→ To-do list
(1) In the forum thread on working with other datasets, change "datasets" to "corpora" throughout the part that opens with the words "Antonis Maronikolakis commented" and closes with "04:55:15 GMT+0800 (China Standard Time)", then give that part again.
(2) According to the forum thread on working with other datasets, where is the DataMap plot automatically saved?

Work With Other Datasets

Question

Work With Other Datasets

antmarakis opened this issue 3 years ago · comments

Antonis Maronikolakis commented 3 years ago

Hi! This looks like a very interesting tool, I am wondering if it would be easy to use on other datasets. I see only GLUE/NLI datasets are supported. Do you have any tips on how to use this on a simple {TEXT, LABEL} task? Thanks!

douglashiwo · Answer 1 · Thu Mar 17 2022 18:58:37 GMT+0800 (China Standard Time)

I have the same question with antmarakis. Can you kindly help?

Lukas Moldon · Answer 2 · Mon Jan 16 2023 04:55:15 GMT+0800 (China Standard Time)

Just sharing my experience with this repo, maybe this helps someone in the future:

I used this repo for a {TEXT, LABEL} task with BERT models. Since neither this type of task nor this type of model is supported in the training section of this repo, I would recommend to first train any model on any dataset on your own (without using the code of this repo). While training, save somewhere the logits of each data instance together with the gold standard label and a unique identifier, as suggested by the authors (see "Note:" section).

After training you can use train_dy_filtering, as explained here to generate DataMaps and to obtain coordinates for further data filtering. You just need to extend this line of code by any additional name, which you use from now on as task name. Then you can call python -m cartography.selection.train_dy_filtering --plot --task_name "YOUR_NEW_TASK_NAME" --model "ANY_NAME_YOU_WANT" --model_dir "" from the main directory of this repo to create the DataMap. Make sure to create a training_dynamics folder in the main directory including your training dynamics. The plot will be automatically saved in the cartography folder, while the coordinates will be stored to the main directory (this can be changed by other arguments like --plots_dir).

Pritam Kadasi · Answer 3 · Wed May 03 2023 18:40:14 GMT+0800 (China Standard Time)

fixing errors of this repo is more time consuming than extracting training dynamics from the model that is trained independently :)

→ Data block
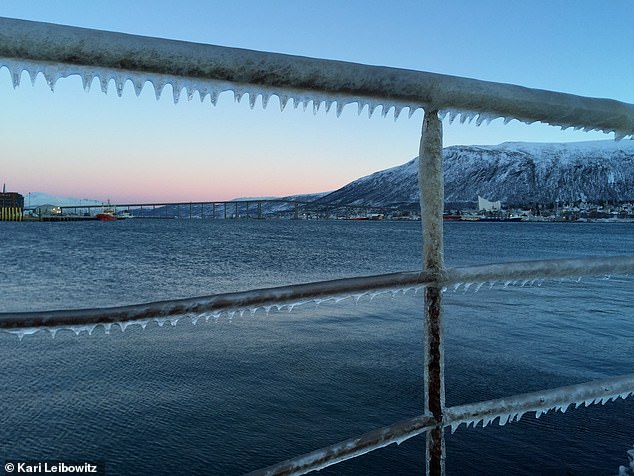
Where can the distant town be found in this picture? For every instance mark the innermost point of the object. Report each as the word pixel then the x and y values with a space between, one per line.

→ Answers per task
(1)
Antonis Maronikolakis commented 3 years ago

Hi! This looks like a very interesting tool, I am wondering if it would be easy to use on other corpora. I see only GLUE/NLI corpora are supported. Do you have any tips on how to use this on a simple {TEXT, LABEL} task? Thanks!

douglashiwo · Answer 1 · Thu Mar 17 2022 18:58:37 GMT+0800 (China Standard Time)

I have the same question with antmarakis. Can you kindly help?

Lukas Moldon · Answer 2 · Mon Jan 16 2023 04:55:15 GMT+0800 (China Standard Time)

(2) In the cartography folder.